> _Work instructions_:
(a) Answer these questions using the article below about China and the Dalai Lama:
(i) Who has denied the reports linking the Dalai Lama to Jeffrey Epstein?
(ii) According to the article, what is not mentioned anywhere in the Epstein files?
(iii) What earlier act did Chinese media portray as an undesirable gesture?
(b) Reproduce the article below on China and the Dalai Lama, everything from "The Chinese media" down to "Lama and Epstein.", renaming "public domain" as "public record".

───── Source text ─────

How China Is Using The Epstein Files To Target The Dalai Lama

China has recently launched a new smear campaign against His Holiness the Dalai Lama.

The Office of the Dalai Lama has strongly denied media and social media reports linking the Tibetan spiritual leader to late financier Jeffrey Epstein

The Chinese media has highlighted that his name has been found in the Epstein files. The fact of the matter is that these files are available in the public domain, and there is no mention whatsoever of any meeting between the Dalai Lama and Epstein.

China has been consistently running a misinformation campaign against the Dalai Lama, who is not only a great spiritual master but also the global face of Tibet’s struggle against Chinese occupation. One may recall that earlier, Chinese media had mischievously portrayed the Dalai Lama’s innocent act of affection towards children as an undesirable gesture.

The release of the Epstein files has provided the Chinese propaganda machinery with another opportunity to build a narrative against the Dalai Lama. In response to the Chinese allegations, the office of His Holiness has provided a detailed explanation that should be sufficient for any rational person.

───── Stored rows ─────

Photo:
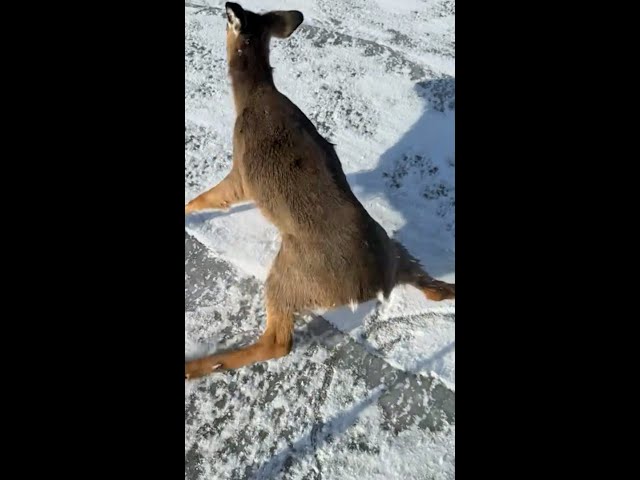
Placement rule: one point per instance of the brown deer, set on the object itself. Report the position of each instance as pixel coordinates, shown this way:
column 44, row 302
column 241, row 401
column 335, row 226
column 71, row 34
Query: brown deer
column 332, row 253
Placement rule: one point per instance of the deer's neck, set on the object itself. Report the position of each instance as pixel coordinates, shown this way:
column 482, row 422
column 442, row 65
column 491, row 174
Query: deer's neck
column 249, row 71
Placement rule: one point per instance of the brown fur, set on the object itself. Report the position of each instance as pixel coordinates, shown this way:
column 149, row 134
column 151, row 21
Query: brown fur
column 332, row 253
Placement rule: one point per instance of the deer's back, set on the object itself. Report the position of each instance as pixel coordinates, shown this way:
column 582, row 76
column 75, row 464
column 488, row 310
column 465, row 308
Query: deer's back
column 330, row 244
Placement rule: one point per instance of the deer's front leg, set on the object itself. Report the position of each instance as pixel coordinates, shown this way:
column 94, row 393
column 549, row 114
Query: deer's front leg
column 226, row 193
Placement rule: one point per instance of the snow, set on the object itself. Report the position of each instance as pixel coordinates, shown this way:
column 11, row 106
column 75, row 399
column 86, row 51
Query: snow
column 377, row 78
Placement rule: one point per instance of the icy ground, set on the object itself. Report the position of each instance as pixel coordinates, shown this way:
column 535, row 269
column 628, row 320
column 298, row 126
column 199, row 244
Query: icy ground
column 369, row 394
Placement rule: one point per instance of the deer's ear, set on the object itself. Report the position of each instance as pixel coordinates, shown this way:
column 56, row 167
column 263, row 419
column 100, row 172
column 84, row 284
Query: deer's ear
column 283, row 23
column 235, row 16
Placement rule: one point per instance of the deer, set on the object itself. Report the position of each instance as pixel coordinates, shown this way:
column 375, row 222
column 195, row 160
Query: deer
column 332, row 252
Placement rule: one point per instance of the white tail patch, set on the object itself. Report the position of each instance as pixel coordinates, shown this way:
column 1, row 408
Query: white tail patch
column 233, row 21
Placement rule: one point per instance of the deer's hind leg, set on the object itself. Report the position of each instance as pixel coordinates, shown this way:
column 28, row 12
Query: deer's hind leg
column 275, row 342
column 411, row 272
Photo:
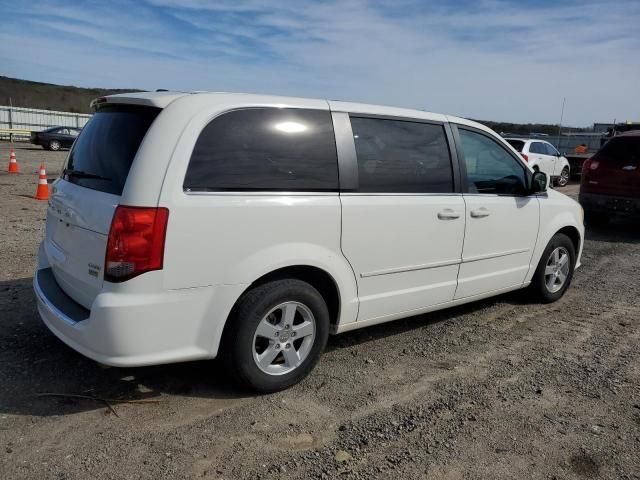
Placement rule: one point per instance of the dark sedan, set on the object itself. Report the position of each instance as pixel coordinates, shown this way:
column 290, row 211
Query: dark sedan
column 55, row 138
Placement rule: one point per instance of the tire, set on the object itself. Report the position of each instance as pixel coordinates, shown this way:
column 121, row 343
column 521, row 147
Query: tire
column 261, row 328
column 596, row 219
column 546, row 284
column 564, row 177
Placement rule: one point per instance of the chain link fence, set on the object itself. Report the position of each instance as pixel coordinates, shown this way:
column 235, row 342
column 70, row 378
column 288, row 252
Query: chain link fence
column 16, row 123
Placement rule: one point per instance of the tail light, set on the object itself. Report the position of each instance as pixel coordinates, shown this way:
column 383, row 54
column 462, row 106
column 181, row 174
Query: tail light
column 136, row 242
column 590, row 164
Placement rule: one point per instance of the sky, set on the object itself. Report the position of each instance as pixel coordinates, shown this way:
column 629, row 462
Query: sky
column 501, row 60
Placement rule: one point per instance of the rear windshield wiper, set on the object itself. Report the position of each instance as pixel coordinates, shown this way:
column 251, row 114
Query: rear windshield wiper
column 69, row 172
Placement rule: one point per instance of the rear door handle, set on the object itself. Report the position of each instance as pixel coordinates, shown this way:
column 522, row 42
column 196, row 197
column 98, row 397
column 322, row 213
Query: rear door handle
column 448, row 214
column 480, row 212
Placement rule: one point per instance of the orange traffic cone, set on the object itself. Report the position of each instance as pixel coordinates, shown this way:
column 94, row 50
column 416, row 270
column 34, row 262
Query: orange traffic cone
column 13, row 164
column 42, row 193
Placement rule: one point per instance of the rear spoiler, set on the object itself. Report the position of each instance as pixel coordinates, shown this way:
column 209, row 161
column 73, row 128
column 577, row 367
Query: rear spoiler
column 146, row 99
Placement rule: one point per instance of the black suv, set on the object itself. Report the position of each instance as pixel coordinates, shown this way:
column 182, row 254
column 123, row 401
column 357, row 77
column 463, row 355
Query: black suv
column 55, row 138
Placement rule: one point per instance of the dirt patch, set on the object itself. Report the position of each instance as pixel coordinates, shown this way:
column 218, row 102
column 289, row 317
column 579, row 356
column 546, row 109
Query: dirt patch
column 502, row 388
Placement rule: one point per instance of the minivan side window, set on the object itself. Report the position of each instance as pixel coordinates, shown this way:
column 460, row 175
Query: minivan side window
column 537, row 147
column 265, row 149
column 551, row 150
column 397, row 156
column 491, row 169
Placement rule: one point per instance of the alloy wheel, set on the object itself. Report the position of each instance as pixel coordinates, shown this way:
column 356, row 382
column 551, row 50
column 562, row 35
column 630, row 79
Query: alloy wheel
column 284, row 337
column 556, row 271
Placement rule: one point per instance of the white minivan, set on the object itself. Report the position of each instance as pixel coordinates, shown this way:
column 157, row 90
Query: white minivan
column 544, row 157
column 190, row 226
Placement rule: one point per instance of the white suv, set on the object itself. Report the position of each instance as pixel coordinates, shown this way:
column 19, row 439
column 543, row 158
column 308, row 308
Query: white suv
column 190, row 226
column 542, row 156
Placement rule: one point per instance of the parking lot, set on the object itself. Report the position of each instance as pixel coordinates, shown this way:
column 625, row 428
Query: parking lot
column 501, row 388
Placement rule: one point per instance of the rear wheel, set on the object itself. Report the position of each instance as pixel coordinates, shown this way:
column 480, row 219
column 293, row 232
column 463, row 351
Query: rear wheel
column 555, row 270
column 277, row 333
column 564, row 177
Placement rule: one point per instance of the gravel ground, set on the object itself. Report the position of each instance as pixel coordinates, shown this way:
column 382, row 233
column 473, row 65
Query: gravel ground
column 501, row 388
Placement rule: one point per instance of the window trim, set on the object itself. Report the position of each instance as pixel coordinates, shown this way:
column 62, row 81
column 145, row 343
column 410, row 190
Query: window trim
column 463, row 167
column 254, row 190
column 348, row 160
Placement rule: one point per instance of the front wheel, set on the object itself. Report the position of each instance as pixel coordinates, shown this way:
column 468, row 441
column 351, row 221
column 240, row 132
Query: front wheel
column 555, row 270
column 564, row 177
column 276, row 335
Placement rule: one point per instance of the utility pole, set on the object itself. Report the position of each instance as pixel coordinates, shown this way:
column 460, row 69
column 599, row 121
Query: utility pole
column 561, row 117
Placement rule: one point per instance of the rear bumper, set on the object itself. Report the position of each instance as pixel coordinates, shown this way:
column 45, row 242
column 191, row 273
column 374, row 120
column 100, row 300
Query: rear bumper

─────

> _Solutions to each task_:
(a)
(i) The Office of the Dalai Lama.
(ii) Any meeting between the Dalai Lama and Epstein.
(iii) The Dalai Lama's innocent act of affection towards children.

(b)
The Chinese media has highlighted that his name has been found in the Epstein files. The fact of the matter is that these files are available in the public record, and there is no mention whatsoever of any meeting between the Dalai Lama and Epstein.